# EXERCISE MATERIALS
══════════════════════════════

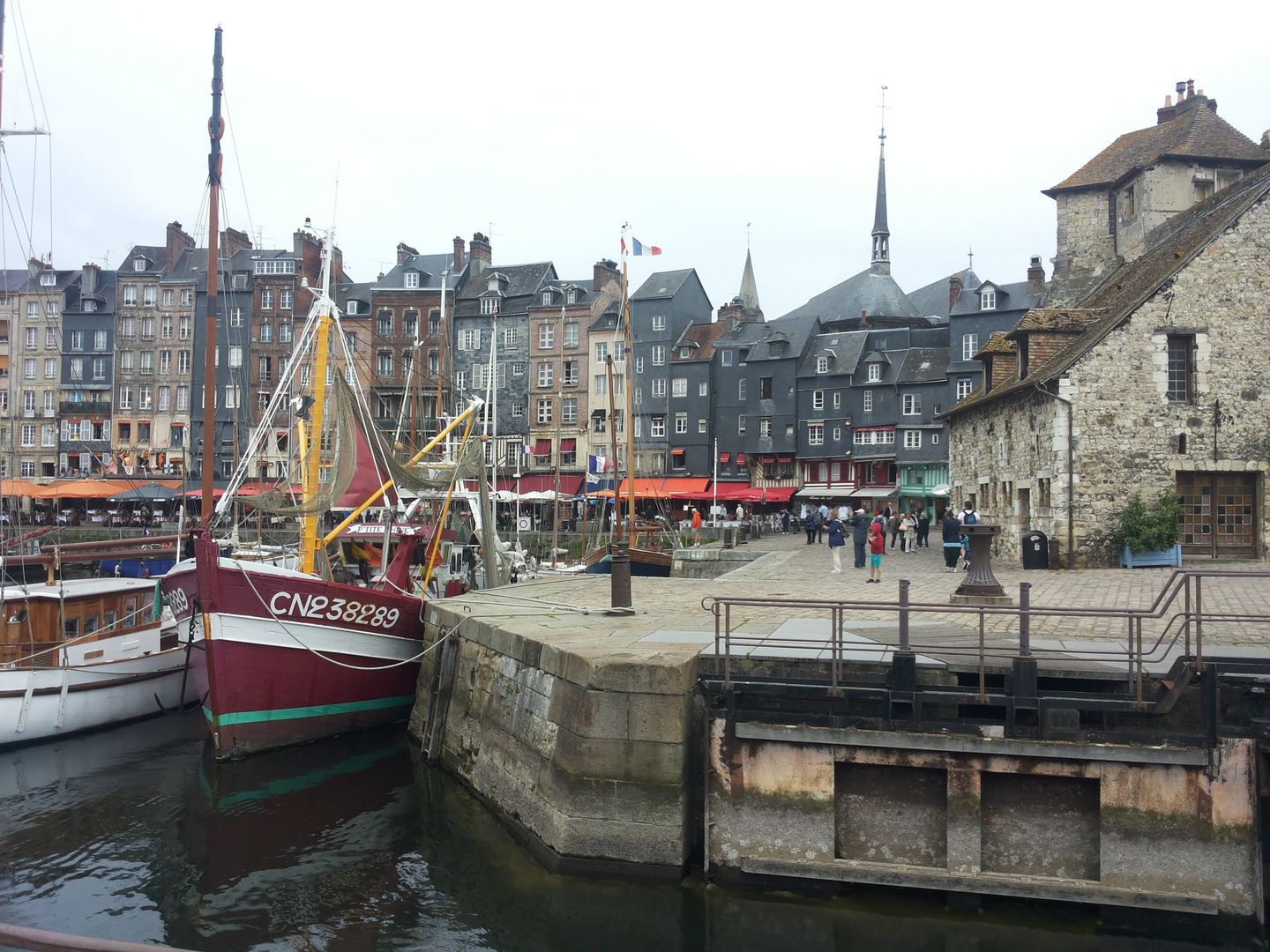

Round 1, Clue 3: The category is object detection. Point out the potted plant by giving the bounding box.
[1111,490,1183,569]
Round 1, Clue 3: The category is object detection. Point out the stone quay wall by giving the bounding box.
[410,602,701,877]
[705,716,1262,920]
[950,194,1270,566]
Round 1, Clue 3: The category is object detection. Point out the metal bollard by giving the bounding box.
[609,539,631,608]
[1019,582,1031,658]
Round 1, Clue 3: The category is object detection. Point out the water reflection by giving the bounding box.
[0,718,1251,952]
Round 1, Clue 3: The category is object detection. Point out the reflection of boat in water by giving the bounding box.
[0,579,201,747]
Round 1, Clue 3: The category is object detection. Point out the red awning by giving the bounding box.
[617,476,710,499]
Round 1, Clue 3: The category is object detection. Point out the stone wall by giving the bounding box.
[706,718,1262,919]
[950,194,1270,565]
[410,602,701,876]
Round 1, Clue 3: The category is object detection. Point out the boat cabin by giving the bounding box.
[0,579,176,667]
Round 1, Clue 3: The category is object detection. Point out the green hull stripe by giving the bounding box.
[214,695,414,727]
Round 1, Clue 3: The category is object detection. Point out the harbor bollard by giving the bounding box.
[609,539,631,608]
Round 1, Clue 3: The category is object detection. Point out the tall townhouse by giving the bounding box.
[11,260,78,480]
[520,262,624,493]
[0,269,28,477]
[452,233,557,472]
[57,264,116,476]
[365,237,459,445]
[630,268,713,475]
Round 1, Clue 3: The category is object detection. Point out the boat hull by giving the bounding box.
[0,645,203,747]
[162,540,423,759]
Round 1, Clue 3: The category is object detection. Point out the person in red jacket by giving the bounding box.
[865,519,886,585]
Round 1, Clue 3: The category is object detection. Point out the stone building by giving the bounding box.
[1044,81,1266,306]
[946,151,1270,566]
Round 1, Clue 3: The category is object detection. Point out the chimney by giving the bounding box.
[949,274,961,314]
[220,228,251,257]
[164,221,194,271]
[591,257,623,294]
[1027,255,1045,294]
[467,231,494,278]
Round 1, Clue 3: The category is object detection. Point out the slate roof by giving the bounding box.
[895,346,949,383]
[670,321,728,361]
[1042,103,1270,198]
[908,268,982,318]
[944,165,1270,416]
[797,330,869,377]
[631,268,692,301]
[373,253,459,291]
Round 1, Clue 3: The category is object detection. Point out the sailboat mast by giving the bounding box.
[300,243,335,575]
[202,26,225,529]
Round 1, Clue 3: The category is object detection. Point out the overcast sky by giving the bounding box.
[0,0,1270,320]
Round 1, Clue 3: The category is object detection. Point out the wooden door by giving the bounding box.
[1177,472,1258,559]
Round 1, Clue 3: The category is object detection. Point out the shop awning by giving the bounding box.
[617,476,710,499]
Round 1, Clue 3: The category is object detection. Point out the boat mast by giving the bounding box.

══════════════════════════════

# STATED PROBLEM
Give back all of the rows above word for word, but leave out the pictures.

# ANSWER TO THIS TASK
Round 1, Clue 3: The category is object detection. Point out the potted plant by giving the bounding box.
[1111,490,1183,569]
Round 1, Clue 3: The category is object detection. Point out the stone quay wall by giving the bounding box.
[410,602,701,877]
[705,716,1262,920]
[950,194,1270,566]
Round 1, Clue 3: The category is object detection. Point out the metal bollard by giving the bounding box.
[609,539,631,608]
[1019,582,1031,658]
Round 1, Clue 3: The category is object detection. Point out the water reflection by giving the bounding box.
[0,718,1251,952]
Round 1, Clue 3: The category is object detection. Point out the reflection of boat in water by giving the bounding box.
[0,579,201,747]
Round 1, Clue 3: The category is object detection. Point out the red awning by giving the bounding box.
[617,476,710,499]
Round 1, Clue 3: The category is object detection. Point out the stone wall by giving the bounding box.
[706,718,1262,919]
[950,194,1270,565]
[410,602,701,876]
Round 1, Clue 3: The category is object detection. Point out the boat cabin by giving the bounding box.
[0,579,176,667]
Round 1, Clue 3: The category is object detection. Point out the green hull stripe by giving the bounding box.
[214,695,414,727]
Round 1, Clue 3: The category is object detection. Point out the harbor bollard by giving the bounding box.
[609,539,631,608]
Round 1, Clue 3: The category is object detection. Point out the tall townhouse by giving the bounding box.
[11,260,78,480]
[520,262,624,493]
[0,269,28,477]
[452,233,557,472]
[57,264,116,476]
[365,237,459,445]
[630,268,713,475]
Round 1, Clue 3: The category is object detection. Point out the boat hull by giving the bounding box.
[0,645,203,747]
[162,540,423,759]
Round 1, Clue 3: The category is object detection. Point out the person in red jacket by giving the bounding box.
[865,519,886,585]
Round 1, Clue 3: The category is object detection. Point out the stone building by giving the bounding box.
[1044,81,1266,306]
[946,151,1270,566]
Round 1, Clue 3: The category is object detection. Point out the chimney by giving the bounding box.
[949,274,961,314]
[220,228,251,257]
[164,221,194,271]
[591,257,623,294]
[1027,255,1045,294]
[467,231,494,278]
Round 1, Clue 3: The category is object detection. Point out the slate roof by giving the bounding box.
[895,346,949,383]
[670,321,728,361]
[1042,103,1270,198]
[908,268,982,318]
[944,165,1270,416]
[797,330,869,377]
[631,268,692,301]
[373,253,459,291]
Round 1, Clue 3: The category is object detection. Point out the sailboat mast by giving the bounding box.
[300,243,335,575]
[202,26,225,529]
Round 1, Clue 3: The category is object detection. Point out the overcast sky by giving the bounding box.
[0,0,1270,320]
Round 1, Clue 3: The category is object detection. Point out the wooden door by giving the bounding box.
[1177,472,1258,559]
Round 1, Clue 3: The category is object detection. Point out the shop awning by giving the bounding box.
[617,476,710,499]
Round 1, Clue 3: The category is object detection. Point out the boat mast by giving the bounding box.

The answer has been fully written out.